**SOURCE TEXT:**
The Euromedia/SVG Europe event in Paris on 22 March examined a host of technological changes set to impact the French market.

Held on March 22 in Saint-Denis, Paris, the Sports à 360° event organised by Euromedia in association with SVG Europe provided an opportunity for the 80 attendees to get to grips with the latest technology in sport, most specifically in France, through a series of discussions and round-tables featuring high-ranking professionals from the world of sport.

Mini-cameras, data capture, virtual reality and video refereeing were the topics discussed, demonstrating that sport really pushes the boundaries when it comes to novel ways of ensuring TV viewer engagement.

Moderated by Matthieu Skrzypniak, innovation manager at Euromedia and Ronald Meyvish, CTO of the Euro Media Group, the event was a first for the leading European service provider. The number of attendees and the breadth of the topics examined conspired to make it a success.

Lionel Vialaneix, president of Euromedia France, first took to the floor to introduce the event and remind the audience of Euromedia’s dedication to covering sport everywhere in the world, as well as highlight recent changes inside the company. “Euromedia is investing massively in new technology. We are renewing all our cameras over the next three years and alongside our A21, C18 and C42 OB trucks, currently on the road, we will be launching the B40, the C25’s smaller brother. We have also created a new service, Innovations et Technologie, headed by Matthieu Skrzypniak, who has a dedicated team, alongside a new management unit, Direction du Développement et des Opérations,” he said.

Contracts and (mini)cams

Skrzypniak also revealed that French pubcaster France Télévisions had renewed its five-year contract with the company, during a particularly busy year for the group as a whole. “We will be covering the Tour de France for France Télévisions this summer, which will be sharing some of the limelight with the EURO 2016 [championships]. UEFA has chosen us as one of the OB partners during the event, which we are really pleased about. We will also be putting a big infrastructure in place for the Olympic Games, including 14 OB trucks, among which four are for France, [as well as] two planes, a number of helicopters, seven motorbikes and around 60 technicians from the group,” he said.

**RECORDED DATA:**
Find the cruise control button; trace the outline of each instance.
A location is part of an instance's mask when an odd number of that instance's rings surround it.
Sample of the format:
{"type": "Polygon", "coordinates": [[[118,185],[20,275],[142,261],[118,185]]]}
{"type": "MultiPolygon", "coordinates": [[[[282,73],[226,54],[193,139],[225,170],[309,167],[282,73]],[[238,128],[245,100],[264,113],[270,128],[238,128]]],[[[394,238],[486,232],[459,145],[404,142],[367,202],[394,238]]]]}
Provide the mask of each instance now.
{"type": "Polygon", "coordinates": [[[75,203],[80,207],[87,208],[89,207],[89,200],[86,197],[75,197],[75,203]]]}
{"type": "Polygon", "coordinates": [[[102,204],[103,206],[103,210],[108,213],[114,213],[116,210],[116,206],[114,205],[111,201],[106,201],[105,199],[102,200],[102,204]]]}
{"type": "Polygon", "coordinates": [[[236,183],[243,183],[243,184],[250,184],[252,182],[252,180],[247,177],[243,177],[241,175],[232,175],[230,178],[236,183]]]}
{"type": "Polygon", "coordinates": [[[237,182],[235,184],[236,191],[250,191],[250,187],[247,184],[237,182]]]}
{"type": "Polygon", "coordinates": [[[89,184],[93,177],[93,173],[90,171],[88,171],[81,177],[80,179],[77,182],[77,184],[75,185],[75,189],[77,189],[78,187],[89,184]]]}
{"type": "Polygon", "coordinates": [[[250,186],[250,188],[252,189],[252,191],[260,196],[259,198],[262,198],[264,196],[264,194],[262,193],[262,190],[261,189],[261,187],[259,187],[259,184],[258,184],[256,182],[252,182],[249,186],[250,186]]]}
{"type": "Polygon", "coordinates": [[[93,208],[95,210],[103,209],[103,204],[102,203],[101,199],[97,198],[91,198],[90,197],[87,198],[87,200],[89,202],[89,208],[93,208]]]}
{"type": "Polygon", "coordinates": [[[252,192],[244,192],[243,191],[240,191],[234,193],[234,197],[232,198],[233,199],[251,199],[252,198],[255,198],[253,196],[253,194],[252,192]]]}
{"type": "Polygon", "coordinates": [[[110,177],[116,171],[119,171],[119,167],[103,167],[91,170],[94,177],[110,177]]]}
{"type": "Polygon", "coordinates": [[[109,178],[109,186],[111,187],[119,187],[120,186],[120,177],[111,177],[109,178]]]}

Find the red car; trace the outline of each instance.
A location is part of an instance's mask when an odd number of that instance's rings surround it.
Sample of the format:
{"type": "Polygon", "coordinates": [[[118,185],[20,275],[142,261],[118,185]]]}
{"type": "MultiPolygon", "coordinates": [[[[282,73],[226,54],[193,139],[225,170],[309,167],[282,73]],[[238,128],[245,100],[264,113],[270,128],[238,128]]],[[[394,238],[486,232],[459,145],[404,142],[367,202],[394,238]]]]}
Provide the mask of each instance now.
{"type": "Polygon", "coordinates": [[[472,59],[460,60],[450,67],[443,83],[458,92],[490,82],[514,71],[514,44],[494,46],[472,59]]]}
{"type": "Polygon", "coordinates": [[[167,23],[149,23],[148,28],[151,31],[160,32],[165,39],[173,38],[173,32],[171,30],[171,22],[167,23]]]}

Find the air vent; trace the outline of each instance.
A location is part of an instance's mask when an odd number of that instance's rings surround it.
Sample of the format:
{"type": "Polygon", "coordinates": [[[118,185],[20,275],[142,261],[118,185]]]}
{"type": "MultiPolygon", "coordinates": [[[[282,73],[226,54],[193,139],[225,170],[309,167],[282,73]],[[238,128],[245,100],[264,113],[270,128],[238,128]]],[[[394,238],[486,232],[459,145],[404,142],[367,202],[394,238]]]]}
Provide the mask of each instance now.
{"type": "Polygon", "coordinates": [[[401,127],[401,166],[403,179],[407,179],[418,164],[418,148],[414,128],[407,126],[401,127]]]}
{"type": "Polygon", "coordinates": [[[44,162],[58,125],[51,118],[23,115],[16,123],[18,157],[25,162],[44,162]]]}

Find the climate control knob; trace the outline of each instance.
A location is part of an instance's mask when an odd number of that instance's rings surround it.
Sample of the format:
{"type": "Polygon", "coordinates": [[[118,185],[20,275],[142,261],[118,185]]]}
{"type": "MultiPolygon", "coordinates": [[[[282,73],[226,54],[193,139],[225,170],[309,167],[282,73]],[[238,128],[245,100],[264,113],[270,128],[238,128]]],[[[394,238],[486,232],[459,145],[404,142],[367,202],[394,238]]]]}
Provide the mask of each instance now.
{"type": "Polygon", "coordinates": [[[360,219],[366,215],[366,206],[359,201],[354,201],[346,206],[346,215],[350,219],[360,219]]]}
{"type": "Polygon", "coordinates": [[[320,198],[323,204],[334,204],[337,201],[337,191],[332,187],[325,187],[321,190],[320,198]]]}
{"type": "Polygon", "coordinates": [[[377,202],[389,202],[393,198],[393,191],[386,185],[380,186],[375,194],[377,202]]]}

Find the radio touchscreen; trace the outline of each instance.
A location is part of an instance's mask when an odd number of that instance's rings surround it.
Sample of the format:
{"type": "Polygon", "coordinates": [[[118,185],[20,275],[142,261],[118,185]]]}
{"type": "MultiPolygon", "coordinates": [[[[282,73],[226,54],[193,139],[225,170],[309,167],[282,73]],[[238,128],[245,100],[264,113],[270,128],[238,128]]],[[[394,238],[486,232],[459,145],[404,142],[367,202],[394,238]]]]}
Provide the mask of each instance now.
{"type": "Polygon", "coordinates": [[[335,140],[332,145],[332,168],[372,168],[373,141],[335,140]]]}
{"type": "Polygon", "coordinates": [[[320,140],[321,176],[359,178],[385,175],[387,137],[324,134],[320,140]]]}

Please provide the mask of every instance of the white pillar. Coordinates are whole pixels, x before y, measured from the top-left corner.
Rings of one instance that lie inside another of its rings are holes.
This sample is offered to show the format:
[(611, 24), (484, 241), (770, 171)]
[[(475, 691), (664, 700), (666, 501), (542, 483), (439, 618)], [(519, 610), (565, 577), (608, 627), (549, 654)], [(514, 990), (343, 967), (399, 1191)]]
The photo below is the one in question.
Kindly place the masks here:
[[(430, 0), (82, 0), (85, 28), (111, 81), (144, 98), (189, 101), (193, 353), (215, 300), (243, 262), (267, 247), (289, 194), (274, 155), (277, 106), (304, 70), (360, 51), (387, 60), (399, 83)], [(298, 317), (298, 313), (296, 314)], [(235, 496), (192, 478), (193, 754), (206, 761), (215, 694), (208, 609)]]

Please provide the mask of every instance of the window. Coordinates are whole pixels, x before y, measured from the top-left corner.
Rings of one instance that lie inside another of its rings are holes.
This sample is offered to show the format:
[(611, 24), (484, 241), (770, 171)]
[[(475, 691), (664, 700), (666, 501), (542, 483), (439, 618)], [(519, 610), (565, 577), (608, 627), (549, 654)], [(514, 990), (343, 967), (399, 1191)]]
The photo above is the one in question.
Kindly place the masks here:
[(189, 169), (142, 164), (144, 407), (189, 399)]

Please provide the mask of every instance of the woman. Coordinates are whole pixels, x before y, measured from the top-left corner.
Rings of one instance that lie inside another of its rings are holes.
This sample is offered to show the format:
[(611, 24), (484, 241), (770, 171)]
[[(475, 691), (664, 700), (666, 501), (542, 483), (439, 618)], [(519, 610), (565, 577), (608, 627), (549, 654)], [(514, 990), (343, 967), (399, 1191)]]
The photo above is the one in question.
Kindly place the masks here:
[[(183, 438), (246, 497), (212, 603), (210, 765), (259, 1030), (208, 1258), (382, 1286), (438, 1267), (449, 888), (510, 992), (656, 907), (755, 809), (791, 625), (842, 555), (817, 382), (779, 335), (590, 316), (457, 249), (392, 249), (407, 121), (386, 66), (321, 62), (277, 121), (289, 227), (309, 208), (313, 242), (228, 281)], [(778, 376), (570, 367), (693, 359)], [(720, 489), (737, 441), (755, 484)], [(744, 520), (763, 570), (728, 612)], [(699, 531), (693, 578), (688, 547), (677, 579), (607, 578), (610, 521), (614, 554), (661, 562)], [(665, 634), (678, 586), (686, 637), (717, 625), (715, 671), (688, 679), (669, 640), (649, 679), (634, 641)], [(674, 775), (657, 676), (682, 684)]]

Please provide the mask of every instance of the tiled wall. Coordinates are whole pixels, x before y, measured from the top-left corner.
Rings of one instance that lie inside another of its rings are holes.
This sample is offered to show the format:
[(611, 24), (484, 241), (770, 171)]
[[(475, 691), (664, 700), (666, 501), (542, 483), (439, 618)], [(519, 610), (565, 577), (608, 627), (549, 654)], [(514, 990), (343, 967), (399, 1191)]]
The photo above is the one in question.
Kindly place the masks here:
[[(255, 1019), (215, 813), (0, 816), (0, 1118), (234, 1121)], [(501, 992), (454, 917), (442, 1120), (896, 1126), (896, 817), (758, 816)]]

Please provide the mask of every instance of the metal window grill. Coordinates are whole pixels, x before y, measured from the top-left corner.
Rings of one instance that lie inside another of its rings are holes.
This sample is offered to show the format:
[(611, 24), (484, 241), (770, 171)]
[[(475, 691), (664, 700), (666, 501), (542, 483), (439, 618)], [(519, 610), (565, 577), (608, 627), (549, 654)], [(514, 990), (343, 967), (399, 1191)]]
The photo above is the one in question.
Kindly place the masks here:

**EXERCISE:** Summarize the report on the Paris sports technology event in two sentences. The items play no part in this work.

**CORRECT ANSWER:** On March 22 in Saint-Denis, Euromedia and SVG Europe held the Sports à 360° event, where 80 attendees heard discussions and round-tables on mini-cameras, data capture, virtual reality and video refereeing. Euromedia France's president said the company is investing massively in new technology, including renewing all its cameras over three years and launching the B40 truck, and Matthieu Skrzypniak announced that France Télévisions had renewed its five-year contract and that the group will cover the Tour de France, EURO 2016 and the Olympic Games.